▶ _Description of the task_
Render every line of the data below as a JSON list of strings, one string per line, leaving out blank lines.

Data entries
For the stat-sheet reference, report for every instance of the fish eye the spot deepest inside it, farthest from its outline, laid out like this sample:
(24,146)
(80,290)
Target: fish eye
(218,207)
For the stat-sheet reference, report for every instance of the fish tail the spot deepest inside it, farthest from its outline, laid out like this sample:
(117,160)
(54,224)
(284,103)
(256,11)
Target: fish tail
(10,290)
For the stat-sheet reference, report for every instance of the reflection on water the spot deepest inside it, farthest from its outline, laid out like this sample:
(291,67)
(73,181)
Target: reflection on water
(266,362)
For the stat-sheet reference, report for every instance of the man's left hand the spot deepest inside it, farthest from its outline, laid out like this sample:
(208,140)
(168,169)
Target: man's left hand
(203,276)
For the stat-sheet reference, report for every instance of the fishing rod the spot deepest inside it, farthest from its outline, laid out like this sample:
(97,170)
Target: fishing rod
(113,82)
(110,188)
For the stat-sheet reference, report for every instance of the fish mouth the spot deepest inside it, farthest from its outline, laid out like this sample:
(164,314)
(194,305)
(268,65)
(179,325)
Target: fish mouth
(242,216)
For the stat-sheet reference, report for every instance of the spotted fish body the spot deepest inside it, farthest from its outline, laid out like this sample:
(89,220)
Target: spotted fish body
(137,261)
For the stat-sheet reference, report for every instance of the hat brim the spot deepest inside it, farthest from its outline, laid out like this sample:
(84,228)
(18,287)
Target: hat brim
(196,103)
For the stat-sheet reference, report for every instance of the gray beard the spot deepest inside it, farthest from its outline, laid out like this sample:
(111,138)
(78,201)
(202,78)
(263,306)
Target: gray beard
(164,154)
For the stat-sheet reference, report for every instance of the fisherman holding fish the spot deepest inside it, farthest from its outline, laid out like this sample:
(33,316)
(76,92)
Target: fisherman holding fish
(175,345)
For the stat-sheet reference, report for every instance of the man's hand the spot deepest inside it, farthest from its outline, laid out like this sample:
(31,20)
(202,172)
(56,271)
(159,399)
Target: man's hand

▶ _Answer for this exercise_
[
  "For the stat-sheet reference, report for every instance of the fish eye the spot deepest inside it, farthest from its outline, laid out like this sample:",
  "(24,146)",
  "(80,290)",
  "Target: fish eye",
  "(218,207)",
  "For the stat-sheet reference, report for every instance of the fish tail the spot deepest inside it, farthest from its outline, laid out like this sample:",
  "(117,160)",
  "(54,224)",
  "(284,103)",
  "(256,11)",
  "Target: fish tail",
  "(10,290)",
  "For the stat-sheet reference, report for every instance of the reflection on water the spot deepest inside it, farthest from its outline, laid out like this sample:",
  "(291,67)",
  "(73,181)",
  "Target: reflection on water",
  "(266,362)",
  "For the stat-sheet reference, report for every instance of the man's left hand the spot deepest inside it, farthest from its outline, laid out like this sample:",
  "(208,140)",
  "(168,169)",
  "Target: man's left hand",
  "(203,276)",
  "For the stat-sheet reference, report for every instance of the fishing rod the spot deepest inside it, farthest from its outline, laid out like this sample:",
  "(97,170)",
  "Target: fishing rod",
  "(113,82)",
  "(110,188)",
  "For the stat-sheet reference, report for every instance of the fish mouth the spot deepest inside it, farthest from its outline, laid out like this sample:",
  "(164,314)",
  "(194,305)",
  "(268,65)",
  "(179,325)",
  "Target: fish mouth",
  "(242,216)",
  "For the stat-sheet reference, report for every instance of the spotted fish body the spot deepest inside it, farthest from its outline, laid out like this sample:",
  "(89,220)",
  "Target: spotted fish body",
  "(137,261)",
  "For the stat-sheet reference, report for every instance of the hat brim the spot deepest inside it, farthest from its outline, laid out like this sample:",
  "(84,228)",
  "(18,287)",
  "Target: hat brim",
  "(196,103)",
  "For the stat-sheet reference, report for every instance of the gray beard the spot deepest inside it, farthest from its outline, laid out like this sample:",
  "(111,138)",
  "(78,201)",
  "(202,78)",
  "(263,306)",
  "Target: gray beard",
  "(164,154)",
  "For the stat-sheet reference, report for every instance of the fisherman holding fish the spot deepest inside it, farthest from its outline, laid out like this sample:",
  "(33,316)",
  "(76,92)",
  "Target: fisherman holding fish",
  "(175,345)",
  "For the stat-sheet reference, report for every instance of the man's hand the spot deepest inside it, farthest from its outline, laid out like this sample:",
  "(31,20)",
  "(202,172)",
  "(56,271)",
  "(159,399)",
  "Target: man's hand"
]